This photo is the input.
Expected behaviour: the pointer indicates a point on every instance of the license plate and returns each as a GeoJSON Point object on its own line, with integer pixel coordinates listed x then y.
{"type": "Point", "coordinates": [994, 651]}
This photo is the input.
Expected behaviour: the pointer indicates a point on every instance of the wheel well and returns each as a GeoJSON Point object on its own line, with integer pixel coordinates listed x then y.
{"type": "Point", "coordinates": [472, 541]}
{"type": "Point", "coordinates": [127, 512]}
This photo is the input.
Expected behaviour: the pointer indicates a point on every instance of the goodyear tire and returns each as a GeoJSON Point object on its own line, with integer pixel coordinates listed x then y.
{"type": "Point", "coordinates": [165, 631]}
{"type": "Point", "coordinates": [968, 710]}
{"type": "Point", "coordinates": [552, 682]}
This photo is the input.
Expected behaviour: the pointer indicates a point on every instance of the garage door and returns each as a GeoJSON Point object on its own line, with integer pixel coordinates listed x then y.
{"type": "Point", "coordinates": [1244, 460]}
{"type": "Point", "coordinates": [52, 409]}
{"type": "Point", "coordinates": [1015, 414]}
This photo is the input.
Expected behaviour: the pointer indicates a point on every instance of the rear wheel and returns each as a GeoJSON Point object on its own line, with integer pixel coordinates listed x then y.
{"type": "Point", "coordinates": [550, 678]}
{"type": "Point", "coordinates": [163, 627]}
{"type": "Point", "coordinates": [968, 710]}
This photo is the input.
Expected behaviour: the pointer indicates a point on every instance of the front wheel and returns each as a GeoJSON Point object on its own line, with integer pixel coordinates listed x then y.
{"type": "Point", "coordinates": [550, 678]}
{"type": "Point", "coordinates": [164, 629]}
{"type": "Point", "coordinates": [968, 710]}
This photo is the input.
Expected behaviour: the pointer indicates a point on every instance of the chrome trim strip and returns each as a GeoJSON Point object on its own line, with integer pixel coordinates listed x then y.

**EXERCISE TASK:**
Please return all of the items above, reproducing every line unchanged.

**RESPONSE TO THIS EXERCISE:**
This photo is the input.
Expected behaviour: the pointer indicates a point on every instance of the license plate and returns each as a GeoJSON Point object on its own line, with integer pixel coordinates listed x then y.
{"type": "Point", "coordinates": [994, 651]}
This photo is the input.
Expected behaviour: the pointer indicates a point on every instance of the wheel well and returns each as a GeoJSON Point object on its own line, with integer pixel coordinates listed x then y.
{"type": "Point", "coordinates": [472, 541]}
{"type": "Point", "coordinates": [127, 512]}
This photo is the input.
Expected behaviour: the pointer indicates a point on every instance of the goodyear tire and returns each as a GeoJSON Point object on its own line, with integer pixel coordinates listed x then y.
{"type": "Point", "coordinates": [165, 631]}
{"type": "Point", "coordinates": [968, 710]}
{"type": "Point", "coordinates": [552, 682]}
This photo is the input.
Expected behaviour: the pointer indicates a point on every instance of the garage door and returns each as a GeoJSON Point object on its own line, with integer pixel coordinates listed x then y.
{"type": "Point", "coordinates": [1244, 460]}
{"type": "Point", "coordinates": [52, 409]}
{"type": "Point", "coordinates": [1015, 414]}
This photo is the input.
Expected behaviour: the pointer indicates a point on every instance of the rear wheel and returns each as a GeoJSON Point object on its own line, with integer pixel coordinates listed x then y.
{"type": "Point", "coordinates": [550, 678]}
{"type": "Point", "coordinates": [163, 627]}
{"type": "Point", "coordinates": [968, 710]}
This photo is the input.
Expected behaviour: the pointer indicates a point on every instance of the front wheel and returns each as a GeoJSON Point object on its own line, with integer pixel coordinates listed x then y.
{"type": "Point", "coordinates": [550, 678]}
{"type": "Point", "coordinates": [164, 629]}
{"type": "Point", "coordinates": [968, 710]}
This photo is the input.
Expected behaviour: the pointer indicates a point on every instance of the chrome trim strip and returns each as a GeoJSON Point object on its own line, with integer pixel coordinates listed x then y.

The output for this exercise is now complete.